TASKS AND EXERCISES
(A) According to the football preview, which club does Kwadwo Asamoah currently play for?
(B) From the football preview, quote the part that opens with the words containing "So, in light" and closes with "and Michael Essien?".
(C) Write a continuation of the football preview, picking up after its final sentence.

By Ed Dove
Some months ago I would have identified the trio of André Ayew, Adel Taarabt, and Pierre-Emerick Aubameyang as possible players of the tournament – however, sadly for the African audience, none of the three will be present in South Africa; Gabon failed to qualify, and Ayew and Taarabt haven’t made the plane, for various reasons.
So, in light of their absence, I am going to plump for Kwadwo Asamoah – another Ghanaian star well and truly on the rise. Currently at Juventus, and providing effective contributions often from the left flank, ‘Asa’ will relish being back in the middle of the park, pulling the strings in the Black Stars’ midfield, battling alongside best buddy Emmanuel Agyemang-Badu, and also contributing to Ghana’s creative, attacking approach. Now a bona fide star in the European context, could this be the tournament where the former Udinese man finally outgrows Black Star heroes Stephen Appiah and Michael Essien?
Also a quick mention for Zambian Rainford Kalaba, I am a huge fan, and am excited to see the TP Mazembe midfielder pit his wits against the continent’s finest once more.
One thing I am particularly looking forward to in this tournament is seeing how some of Africa’s younger players fare under the intense glare of the continental centrepiece. Zambian duo Stoppila Sunzu and Nathan Sinkala already have experience of playing in (and winning) the Cup of Nations, and I expect their stock to rise during the tournament.

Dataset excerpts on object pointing
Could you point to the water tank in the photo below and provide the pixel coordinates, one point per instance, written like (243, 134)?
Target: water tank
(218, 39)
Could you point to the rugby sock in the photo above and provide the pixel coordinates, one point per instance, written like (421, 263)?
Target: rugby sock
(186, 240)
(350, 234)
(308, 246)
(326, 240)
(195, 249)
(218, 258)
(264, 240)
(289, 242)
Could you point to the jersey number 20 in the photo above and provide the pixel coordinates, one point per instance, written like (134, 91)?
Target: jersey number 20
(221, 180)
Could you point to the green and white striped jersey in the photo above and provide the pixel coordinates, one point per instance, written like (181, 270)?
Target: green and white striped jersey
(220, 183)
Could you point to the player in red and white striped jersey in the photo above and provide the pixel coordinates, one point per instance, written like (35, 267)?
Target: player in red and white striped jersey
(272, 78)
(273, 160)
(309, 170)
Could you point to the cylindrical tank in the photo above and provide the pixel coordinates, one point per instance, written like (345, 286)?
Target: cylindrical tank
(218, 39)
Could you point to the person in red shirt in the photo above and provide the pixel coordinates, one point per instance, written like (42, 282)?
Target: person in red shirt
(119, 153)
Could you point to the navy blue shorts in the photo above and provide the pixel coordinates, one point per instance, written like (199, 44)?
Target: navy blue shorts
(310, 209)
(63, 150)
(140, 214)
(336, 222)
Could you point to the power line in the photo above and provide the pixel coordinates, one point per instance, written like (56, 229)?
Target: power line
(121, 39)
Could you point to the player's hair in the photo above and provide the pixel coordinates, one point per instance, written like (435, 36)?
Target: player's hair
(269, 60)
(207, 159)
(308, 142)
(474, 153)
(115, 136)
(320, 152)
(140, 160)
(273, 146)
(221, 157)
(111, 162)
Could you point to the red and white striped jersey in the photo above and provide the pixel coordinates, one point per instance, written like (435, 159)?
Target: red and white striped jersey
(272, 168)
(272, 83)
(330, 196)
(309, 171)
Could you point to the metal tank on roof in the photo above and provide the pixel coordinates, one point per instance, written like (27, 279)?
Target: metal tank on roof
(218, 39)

RESPONSES PER TASK
(A) Juventus

(B)
So, in light of their absence, I am going to plump for Kwadwo Asamoah – another Ghanaian star well and truly on the rise. Currently at Juventus, and providing effective contributions often from the left flank, ‘Asa’ will relish being back in the middle of the park, pulling the strings in the Black Stars’ midfield, battling alongside best buddy Emmanuel Agyemang-Badu, and also contributing to Ghana’s creative, attacking approach. Now a bona fide star in the European context, could this be the tournament where the former Udinese man finally outgrows Black Star heroes Stephen Appiah and Michael Essien?

(C)
Much has been written and said about two of the continent’s finest emerging players, Christian Atsu – the Ghanaian Messi, and Chelsea’s Nigerian forward Victor Moses. I believe that both of these players can go on to play a massive part in their respective nations’ advance through the tournament. Both offer direct running and lighting pace, and are more than capable of troubling defences. This could be the occasion for the pair to confirm their place among the continent’s most eminent stars.
Wow – what a field of attackers to choose from, and what a multitude of African attacking talent on display to brighten up the fields of South Africa and strike fear into the heart of the continent’s defenders! Asamoah Gyan and Didier Drogba may be favourites among the bookies to bag the golden boot, but I expect great things from some of Africa’s less heralded frontmen.
Nigeria's Ikechukwu Uche can, on his day, score against any opposition, and with support from the likes of Ahmed Musa and Moses, could score a hatful against some of the tournament’s weaker defences in Group C. Wilfried Bony – on hot form for club side Vitesse – could help see Cote d’Ivoire’s Golden Generation to the tournament’s latter phases.
I am also excited to see what kind of impact Dieumerci Mbokani can have on the tournament, as well as Malian powerhouse Cheick Diabaté.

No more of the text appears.